• _What is needed_: Once a line is found to contain "after", copy it out of the listing.

------------------------------------------------------------------------

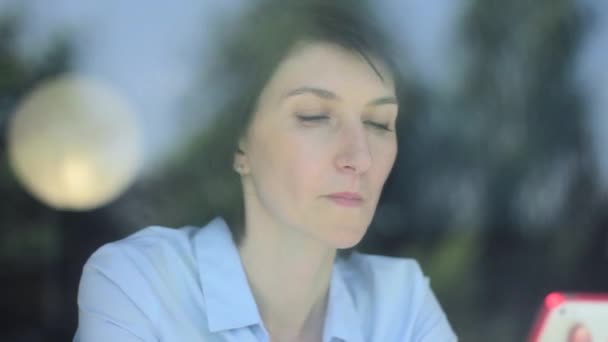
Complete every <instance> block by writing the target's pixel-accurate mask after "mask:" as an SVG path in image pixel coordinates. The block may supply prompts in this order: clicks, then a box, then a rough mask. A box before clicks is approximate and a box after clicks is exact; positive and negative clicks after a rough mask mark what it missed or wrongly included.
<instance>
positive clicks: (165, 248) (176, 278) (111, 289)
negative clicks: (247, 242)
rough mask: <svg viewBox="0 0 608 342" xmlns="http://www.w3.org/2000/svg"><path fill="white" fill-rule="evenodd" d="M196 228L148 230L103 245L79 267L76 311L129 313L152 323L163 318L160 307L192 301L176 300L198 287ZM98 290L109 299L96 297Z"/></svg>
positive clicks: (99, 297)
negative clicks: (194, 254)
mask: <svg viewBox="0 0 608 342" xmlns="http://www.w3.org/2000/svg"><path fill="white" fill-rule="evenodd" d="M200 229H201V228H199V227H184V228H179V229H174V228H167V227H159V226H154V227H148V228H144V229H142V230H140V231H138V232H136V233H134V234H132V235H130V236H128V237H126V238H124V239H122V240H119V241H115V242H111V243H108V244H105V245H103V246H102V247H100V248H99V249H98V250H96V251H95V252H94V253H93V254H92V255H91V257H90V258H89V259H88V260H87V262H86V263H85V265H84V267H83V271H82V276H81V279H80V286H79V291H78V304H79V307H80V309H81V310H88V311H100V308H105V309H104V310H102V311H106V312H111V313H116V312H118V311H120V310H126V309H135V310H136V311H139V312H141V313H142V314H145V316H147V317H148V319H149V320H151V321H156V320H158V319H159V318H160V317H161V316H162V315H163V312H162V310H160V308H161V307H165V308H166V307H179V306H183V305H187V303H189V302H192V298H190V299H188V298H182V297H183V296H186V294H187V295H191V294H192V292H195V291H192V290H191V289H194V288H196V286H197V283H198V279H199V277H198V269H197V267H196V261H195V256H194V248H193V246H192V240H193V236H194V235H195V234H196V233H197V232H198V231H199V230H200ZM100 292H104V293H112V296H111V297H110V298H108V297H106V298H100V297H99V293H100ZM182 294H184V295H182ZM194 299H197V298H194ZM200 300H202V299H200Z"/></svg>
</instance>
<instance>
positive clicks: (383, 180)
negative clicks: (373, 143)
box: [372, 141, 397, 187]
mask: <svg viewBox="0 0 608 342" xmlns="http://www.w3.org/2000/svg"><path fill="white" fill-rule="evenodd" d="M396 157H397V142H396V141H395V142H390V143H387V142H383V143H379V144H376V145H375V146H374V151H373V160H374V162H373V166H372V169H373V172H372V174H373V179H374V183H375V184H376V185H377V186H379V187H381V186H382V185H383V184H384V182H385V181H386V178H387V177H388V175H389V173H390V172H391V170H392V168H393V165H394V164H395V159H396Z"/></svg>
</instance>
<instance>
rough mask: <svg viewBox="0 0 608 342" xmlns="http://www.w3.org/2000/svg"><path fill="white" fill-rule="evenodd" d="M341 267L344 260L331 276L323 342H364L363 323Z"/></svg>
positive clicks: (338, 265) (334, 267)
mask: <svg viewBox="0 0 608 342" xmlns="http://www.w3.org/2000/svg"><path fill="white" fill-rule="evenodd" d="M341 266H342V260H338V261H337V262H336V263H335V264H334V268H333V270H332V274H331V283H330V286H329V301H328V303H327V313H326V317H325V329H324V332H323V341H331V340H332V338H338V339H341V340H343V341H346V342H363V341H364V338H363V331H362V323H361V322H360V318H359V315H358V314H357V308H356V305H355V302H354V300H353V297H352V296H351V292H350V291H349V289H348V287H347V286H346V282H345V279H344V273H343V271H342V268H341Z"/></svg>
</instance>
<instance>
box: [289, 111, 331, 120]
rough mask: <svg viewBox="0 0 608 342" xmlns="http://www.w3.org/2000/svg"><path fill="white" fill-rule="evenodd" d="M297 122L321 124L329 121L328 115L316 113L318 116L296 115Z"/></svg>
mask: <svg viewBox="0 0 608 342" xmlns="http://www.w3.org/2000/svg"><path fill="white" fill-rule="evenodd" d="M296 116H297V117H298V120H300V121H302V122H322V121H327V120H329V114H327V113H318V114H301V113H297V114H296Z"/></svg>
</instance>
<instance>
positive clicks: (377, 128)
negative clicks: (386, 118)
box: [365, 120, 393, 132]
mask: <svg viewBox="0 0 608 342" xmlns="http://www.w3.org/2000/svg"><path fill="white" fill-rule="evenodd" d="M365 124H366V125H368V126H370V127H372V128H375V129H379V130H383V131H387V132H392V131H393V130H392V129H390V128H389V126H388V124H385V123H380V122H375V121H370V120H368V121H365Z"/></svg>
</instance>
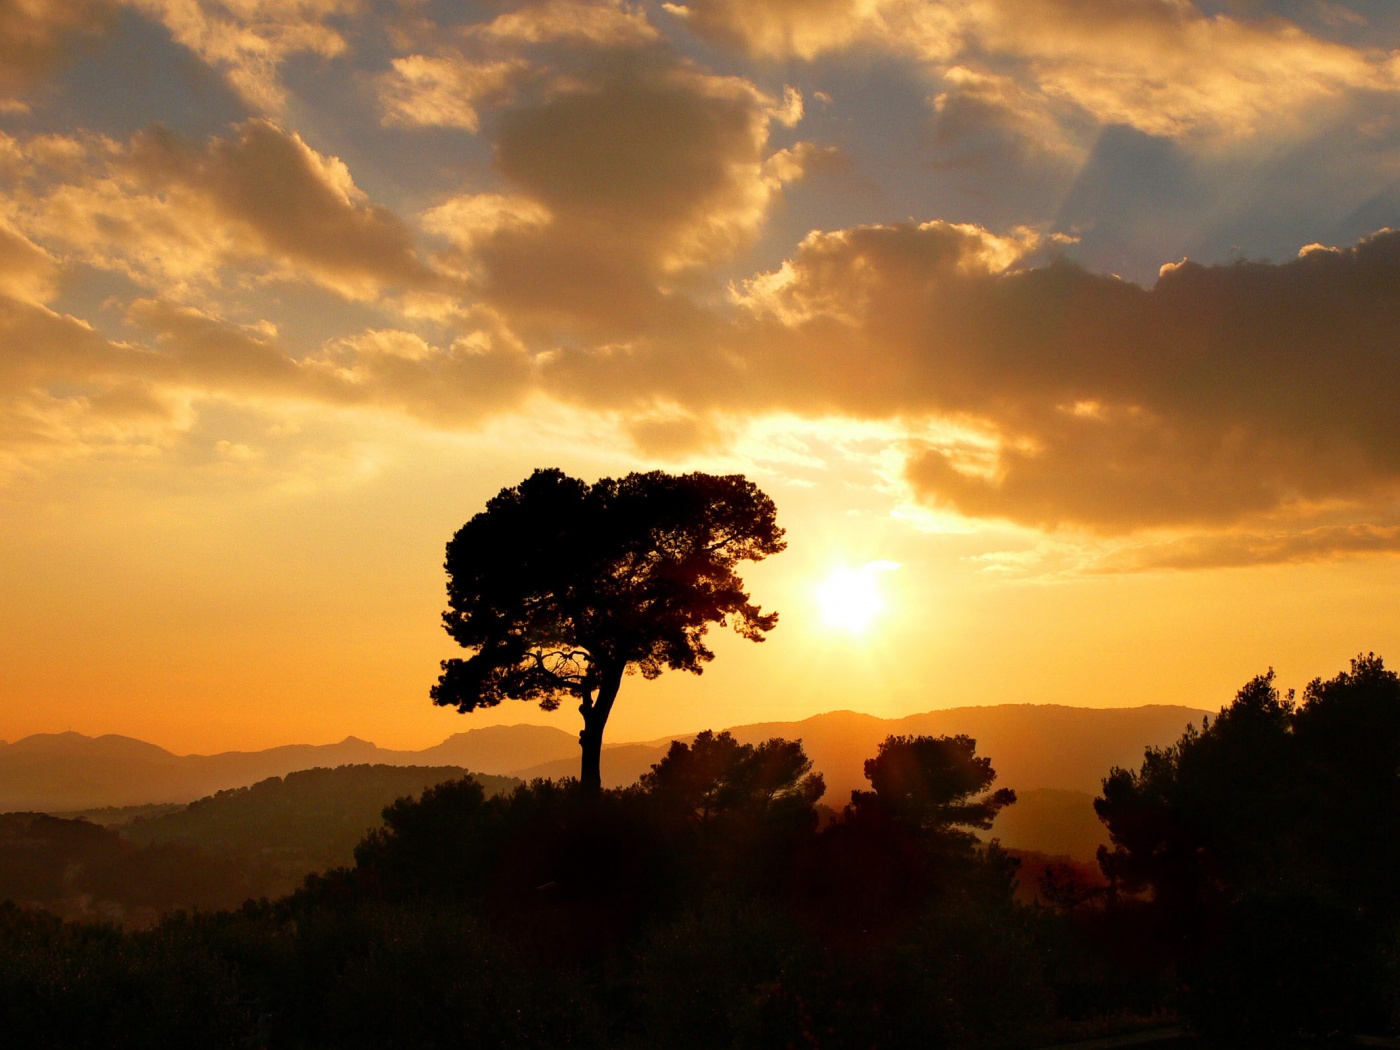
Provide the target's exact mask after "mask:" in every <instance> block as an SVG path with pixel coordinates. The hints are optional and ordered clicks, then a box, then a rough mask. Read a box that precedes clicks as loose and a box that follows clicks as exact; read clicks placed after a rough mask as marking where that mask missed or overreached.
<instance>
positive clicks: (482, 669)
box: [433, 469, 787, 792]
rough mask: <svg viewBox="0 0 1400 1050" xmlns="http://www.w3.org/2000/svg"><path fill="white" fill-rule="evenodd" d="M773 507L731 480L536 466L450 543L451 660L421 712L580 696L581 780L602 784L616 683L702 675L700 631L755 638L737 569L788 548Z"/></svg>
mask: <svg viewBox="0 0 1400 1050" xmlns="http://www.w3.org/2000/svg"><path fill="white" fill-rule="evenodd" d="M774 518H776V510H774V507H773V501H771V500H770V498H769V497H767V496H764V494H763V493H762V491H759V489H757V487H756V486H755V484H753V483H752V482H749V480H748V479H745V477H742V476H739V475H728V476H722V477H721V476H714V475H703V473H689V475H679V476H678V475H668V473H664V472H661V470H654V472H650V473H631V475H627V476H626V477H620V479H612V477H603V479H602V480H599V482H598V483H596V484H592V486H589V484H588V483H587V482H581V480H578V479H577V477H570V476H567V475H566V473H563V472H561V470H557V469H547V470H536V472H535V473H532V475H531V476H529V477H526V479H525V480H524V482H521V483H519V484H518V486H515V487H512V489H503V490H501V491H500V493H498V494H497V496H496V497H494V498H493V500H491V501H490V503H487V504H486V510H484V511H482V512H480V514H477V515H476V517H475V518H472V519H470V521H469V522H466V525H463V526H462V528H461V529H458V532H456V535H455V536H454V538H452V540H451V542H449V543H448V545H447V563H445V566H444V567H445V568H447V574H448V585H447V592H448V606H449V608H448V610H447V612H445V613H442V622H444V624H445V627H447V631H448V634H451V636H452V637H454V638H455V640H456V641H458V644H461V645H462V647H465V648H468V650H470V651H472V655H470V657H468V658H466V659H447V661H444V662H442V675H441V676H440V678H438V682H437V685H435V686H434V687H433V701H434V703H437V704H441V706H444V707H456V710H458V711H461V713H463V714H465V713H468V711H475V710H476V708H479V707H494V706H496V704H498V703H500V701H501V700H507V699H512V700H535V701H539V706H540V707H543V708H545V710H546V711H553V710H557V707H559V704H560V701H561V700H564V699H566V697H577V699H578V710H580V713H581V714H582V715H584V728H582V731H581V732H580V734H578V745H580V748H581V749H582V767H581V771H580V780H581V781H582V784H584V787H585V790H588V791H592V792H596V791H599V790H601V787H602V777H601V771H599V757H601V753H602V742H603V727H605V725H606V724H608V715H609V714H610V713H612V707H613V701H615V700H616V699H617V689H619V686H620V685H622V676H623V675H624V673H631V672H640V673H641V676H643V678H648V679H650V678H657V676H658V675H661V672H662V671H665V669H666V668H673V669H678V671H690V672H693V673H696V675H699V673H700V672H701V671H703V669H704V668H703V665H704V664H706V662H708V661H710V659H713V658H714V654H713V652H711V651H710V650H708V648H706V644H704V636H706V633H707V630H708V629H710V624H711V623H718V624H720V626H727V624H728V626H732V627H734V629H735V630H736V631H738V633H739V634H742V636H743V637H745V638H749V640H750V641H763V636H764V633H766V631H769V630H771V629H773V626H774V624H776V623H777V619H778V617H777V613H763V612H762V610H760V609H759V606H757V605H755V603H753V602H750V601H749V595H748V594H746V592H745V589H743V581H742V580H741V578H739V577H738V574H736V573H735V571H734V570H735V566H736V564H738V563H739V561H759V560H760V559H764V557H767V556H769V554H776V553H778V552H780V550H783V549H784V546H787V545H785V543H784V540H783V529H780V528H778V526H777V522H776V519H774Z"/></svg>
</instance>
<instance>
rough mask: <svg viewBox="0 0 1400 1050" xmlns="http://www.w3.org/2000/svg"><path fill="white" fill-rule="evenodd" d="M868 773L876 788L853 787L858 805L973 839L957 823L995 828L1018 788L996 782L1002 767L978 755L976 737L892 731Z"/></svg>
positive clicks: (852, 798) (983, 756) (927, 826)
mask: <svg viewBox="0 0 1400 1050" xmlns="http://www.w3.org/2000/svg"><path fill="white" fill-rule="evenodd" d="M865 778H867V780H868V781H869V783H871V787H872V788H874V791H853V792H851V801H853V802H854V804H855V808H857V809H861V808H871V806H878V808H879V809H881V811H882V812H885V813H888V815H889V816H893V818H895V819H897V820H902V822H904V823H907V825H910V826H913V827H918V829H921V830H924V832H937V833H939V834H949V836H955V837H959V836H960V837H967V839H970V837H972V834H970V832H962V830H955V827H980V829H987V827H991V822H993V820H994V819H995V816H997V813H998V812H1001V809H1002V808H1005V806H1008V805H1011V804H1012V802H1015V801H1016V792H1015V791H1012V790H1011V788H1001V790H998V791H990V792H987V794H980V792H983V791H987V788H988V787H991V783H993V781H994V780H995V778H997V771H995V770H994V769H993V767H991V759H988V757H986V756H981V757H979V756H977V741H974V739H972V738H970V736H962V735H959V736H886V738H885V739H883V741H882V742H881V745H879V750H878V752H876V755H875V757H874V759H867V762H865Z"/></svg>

------------------------------------------------------------------------

• _Exercise output_:
Complete every <instance> block by writing the target's pixel-accurate mask after "mask:" as an SVG path in image pixel coordinates. The block may supply prompts in this order: clicks, then a box, then a rough mask. A box before clicks is approximate and a box after clicks is exact; positive and negative clicks after a rough mask mark what it missed or wrongly included.
Provide the target's exact mask after "mask:" in every <instance> block as an SVG path with pixel coordinates. The hints are optional and ordered clicks, then a box, then a rough mask. Read a box that precedes clicks as loose and a box that follows clicks as exact; read clicks placed after a rough mask as marking where that mask missed or overreached.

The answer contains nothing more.